=== Section Start ===

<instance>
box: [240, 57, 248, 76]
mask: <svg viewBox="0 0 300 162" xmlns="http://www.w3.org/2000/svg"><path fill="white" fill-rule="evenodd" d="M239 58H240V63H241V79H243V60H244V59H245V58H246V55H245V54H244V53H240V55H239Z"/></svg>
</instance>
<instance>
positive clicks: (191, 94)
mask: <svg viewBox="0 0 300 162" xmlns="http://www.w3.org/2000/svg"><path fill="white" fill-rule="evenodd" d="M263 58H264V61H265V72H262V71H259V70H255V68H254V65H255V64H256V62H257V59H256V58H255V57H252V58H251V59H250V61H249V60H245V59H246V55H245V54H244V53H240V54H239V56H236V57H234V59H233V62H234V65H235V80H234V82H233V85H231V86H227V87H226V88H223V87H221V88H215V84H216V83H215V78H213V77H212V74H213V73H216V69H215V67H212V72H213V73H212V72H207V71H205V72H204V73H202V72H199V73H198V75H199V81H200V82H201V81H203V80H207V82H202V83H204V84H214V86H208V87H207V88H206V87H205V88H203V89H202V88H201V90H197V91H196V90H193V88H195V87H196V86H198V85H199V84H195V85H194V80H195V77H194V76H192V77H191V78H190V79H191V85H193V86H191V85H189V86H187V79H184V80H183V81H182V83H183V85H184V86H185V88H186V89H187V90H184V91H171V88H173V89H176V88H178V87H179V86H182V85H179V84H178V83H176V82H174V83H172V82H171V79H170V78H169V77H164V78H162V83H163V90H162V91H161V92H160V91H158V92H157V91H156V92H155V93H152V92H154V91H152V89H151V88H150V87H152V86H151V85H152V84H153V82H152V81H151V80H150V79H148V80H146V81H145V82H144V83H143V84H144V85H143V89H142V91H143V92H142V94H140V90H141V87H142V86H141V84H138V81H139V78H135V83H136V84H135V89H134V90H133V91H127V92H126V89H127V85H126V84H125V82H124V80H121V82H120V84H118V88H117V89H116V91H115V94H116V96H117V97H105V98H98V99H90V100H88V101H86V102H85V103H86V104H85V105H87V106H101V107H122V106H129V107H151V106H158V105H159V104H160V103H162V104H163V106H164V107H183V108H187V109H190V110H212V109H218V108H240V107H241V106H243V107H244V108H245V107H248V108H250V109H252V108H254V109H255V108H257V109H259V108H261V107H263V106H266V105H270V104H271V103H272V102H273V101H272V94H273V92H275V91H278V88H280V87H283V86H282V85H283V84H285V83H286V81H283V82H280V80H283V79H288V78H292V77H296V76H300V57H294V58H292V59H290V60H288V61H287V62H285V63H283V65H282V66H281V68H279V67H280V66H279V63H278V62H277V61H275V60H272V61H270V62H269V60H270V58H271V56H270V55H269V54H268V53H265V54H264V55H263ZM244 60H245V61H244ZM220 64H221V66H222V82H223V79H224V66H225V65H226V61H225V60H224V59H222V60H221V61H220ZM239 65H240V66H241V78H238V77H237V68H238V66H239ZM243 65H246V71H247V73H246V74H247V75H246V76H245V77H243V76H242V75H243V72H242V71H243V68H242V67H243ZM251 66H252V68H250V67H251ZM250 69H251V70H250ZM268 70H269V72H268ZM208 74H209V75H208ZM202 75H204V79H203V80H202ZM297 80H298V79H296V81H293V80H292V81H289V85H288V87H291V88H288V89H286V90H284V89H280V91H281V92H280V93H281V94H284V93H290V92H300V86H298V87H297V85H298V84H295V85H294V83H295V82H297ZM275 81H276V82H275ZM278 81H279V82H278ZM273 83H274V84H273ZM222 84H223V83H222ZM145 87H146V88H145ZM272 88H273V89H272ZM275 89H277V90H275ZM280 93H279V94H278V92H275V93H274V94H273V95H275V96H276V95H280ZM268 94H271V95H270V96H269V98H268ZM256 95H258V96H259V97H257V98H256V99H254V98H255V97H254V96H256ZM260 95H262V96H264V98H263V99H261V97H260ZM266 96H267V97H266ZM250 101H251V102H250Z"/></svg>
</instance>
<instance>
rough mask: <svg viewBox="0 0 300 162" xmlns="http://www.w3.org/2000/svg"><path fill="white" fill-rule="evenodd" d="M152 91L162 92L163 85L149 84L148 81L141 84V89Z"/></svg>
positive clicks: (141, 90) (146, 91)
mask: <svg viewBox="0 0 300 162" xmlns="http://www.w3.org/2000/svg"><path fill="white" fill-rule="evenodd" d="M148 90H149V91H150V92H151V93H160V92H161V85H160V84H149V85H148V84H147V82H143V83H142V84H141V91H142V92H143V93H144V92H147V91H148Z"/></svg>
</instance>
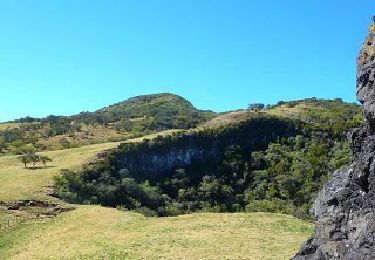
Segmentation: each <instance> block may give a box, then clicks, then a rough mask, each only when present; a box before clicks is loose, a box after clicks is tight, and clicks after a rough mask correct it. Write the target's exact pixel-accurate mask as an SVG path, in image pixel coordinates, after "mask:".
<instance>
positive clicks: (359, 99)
mask: <svg viewBox="0 0 375 260" xmlns="http://www.w3.org/2000/svg"><path fill="white" fill-rule="evenodd" d="M374 21H375V17H374ZM357 64H358V70H357V99H358V100H359V101H360V102H361V103H362V104H363V112H364V123H363V125H362V128H361V129H354V130H353V131H352V132H351V133H350V135H349V142H350V144H351V147H352V150H353V153H354V154H355V156H356V160H355V162H354V163H353V164H352V165H351V166H350V167H348V168H347V169H346V170H342V171H336V172H335V173H334V174H333V178H332V180H331V181H329V182H328V183H327V184H326V185H325V187H324V188H323V190H322V191H321V192H320V194H319V196H318V198H317V199H316V201H315V203H314V205H313V207H312V209H311V211H312V213H313V214H314V216H315V219H316V232H315V234H314V235H313V237H312V238H311V239H309V240H308V241H307V242H306V244H305V245H304V246H303V247H302V248H301V250H300V252H299V253H298V254H297V255H296V256H295V257H294V259H296V260H307V259H375V160H374V159H375V24H372V25H371V26H370V30H369V34H368V37H367V39H366V41H365V43H364V44H363V46H362V49H361V52H360V55H359V57H358V61H357Z"/></svg>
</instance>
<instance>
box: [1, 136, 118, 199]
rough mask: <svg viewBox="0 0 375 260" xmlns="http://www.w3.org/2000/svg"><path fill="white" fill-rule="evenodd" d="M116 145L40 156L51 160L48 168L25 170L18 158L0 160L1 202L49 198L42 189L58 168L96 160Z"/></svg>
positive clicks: (74, 149)
mask: <svg viewBox="0 0 375 260" xmlns="http://www.w3.org/2000/svg"><path fill="white" fill-rule="evenodd" d="M117 145H118V143H105V144H95V145H88V146H84V147H81V148H77V149H70V150H61V151H51V152H44V153H40V154H42V155H47V156H48V157H50V158H51V159H53V162H52V163H49V164H48V167H47V168H45V169H44V168H42V169H37V170H32V169H25V168H24V167H23V165H22V163H21V162H20V161H19V160H18V156H4V157H0V201H1V200H3V201H12V200H18V199H48V200H50V199H51V198H49V197H47V196H46V195H45V193H44V192H43V189H44V187H46V186H48V185H51V184H52V179H53V177H54V176H56V175H57V174H59V173H60V170H61V169H64V168H65V169H67V168H74V167H78V166H80V165H82V164H83V163H85V162H87V161H89V160H90V159H93V158H95V156H96V154H97V153H98V152H100V151H102V150H106V149H110V148H114V147H116V146H117Z"/></svg>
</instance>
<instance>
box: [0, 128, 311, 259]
mask: <svg viewBox="0 0 375 260" xmlns="http://www.w3.org/2000/svg"><path fill="white" fill-rule="evenodd" d="M164 134H167V133H164ZM155 136H157V135H152V136H148V137H147V138H153V137H155ZM142 140H143V138H138V139H134V140H130V142H139V141H142ZM117 145H118V143H106V144H96V145H89V146H84V147H81V148H77V149H70V150H61V151H51V152H46V153H42V154H45V155H47V156H49V157H50V158H52V159H53V162H52V163H50V164H49V167H48V168H46V169H44V168H41V169H36V170H30V169H24V168H23V165H22V164H21V163H20V162H19V161H18V159H17V156H4V157H0V200H3V201H14V200H18V199H42V200H51V198H50V197H48V196H47V195H46V194H45V193H44V192H43V190H44V187H46V186H48V185H51V184H53V183H52V182H53V177H54V176H56V175H57V174H59V172H60V170H61V169H63V168H75V167H79V166H80V165H82V164H83V163H85V162H88V161H89V160H92V159H93V158H95V155H96V154H97V153H98V152H100V151H102V150H106V149H111V148H114V147H116V146H117ZM53 200H57V199H53ZM57 201H58V200H57ZM58 202H59V201H58ZM60 202H61V201H60ZM11 218H12V216H11V215H9V214H6V213H4V212H1V211H0V222H4V221H7V220H8V219H11ZM312 231H313V226H312V225H311V224H310V223H308V222H305V221H302V220H298V219H295V218H293V217H290V216H286V215H279V214H265V213H246V214H245V213H236V214H223V213H220V214H218V213H196V214H191V215H183V216H179V217H173V218H145V217H143V216H142V215H139V214H137V213H133V212H122V211H119V210H116V209H112V208H104V207H101V206H79V205H77V209H76V210H74V211H70V212H66V213H62V214H60V215H58V216H57V217H56V218H55V219H51V220H44V221H33V220H29V221H26V222H23V223H17V224H15V225H14V226H12V227H10V228H8V229H6V230H5V231H0V259H288V258H290V257H291V256H292V255H293V254H294V253H295V252H296V251H297V250H298V249H299V247H300V245H301V244H302V243H303V241H304V240H306V239H307V238H308V237H309V236H310V235H311V233H312Z"/></svg>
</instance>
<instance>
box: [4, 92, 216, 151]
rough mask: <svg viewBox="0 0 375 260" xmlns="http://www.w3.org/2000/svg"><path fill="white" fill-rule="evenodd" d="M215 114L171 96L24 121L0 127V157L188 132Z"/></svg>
mask: <svg viewBox="0 0 375 260" xmlns="http://www.w3.org/2000/svg"><path fill="white" fill-rule="evenodd" d="M215 115H216V114H215V113H214V112H212V111H201V110H198V109H196V108H195V107H194V106H193V105H192V104H191V103H190V102H189V101H187V100H186V99H184V98H182V97H180V96H177V95H173V94H156V95H146V96H138V97H134V98H130V99H128V100H126V101H123V102H120V103H117V104H114V105H111V106H109V107H106V108H103V109H100V110H97V111H95V112H82V113H80V114H78V115H74V116H48V117H46V118H30V117H25V118H21V119H18V120H16V122H15V123H2V124H0V155H1V154H3V153H6V154H22V153H24V152H26V151H29V150H36V151H46V150H60V149H69V148H77V147H80V146H83V145H88V144H95V143H105V142H116V141H124V140H127V139H130V138H134V137H139V136H144V135H147V134H152V133H156V132H159V131H163V130H170V129H190V128H195V127H196V126H197V125H198V124H200V123H202V122H206V121H207V120H209V119H211V118H212V117H214V116H215Z"/></svg>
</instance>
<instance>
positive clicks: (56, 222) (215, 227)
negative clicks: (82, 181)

=== Section End ===

• [Task objective] Show every line of the rows above that contains the word "rough", copying each one in full.

• [Reply to the exercise]
rough mask: <svg viewBox="0 0 300 162" xmlns="http://www.w3.org/2000/svg"><path fill="white" fill-rule="evenodd" d="M152 91L162 92L163 85L149 84L148 81L141 84V89Z"/></svg>
Segmentation: each <instance> block may give a box, then clicks, then a rough mask, each only when present; a box before clicks is loose, a box after clicks is tight, and clicks after a rough mask correct it. Write the target's exact pixel-accurate mask as an SVG path, in image pixel coordinates, after "mask:".
rough mask: <svg viewBox="0 0 375 260" xmlns="http://www.w3.org/2000/svg"><path fill="white" fill-rule="evenodd" d="M116 145L40 156L51 160L48 168L25 170L18 158L0 160L1 202L49 198L42 189L58 168L96 160Z"/></svg>
rough mask: <svg viewBox="0 0 375 260" xmlns="http://www.w3.org/2000/svg"><path fill="white" fill-rule="evenodd" d="M215 114L171 96L24 121L0 127V157L188 132Z"/></svg>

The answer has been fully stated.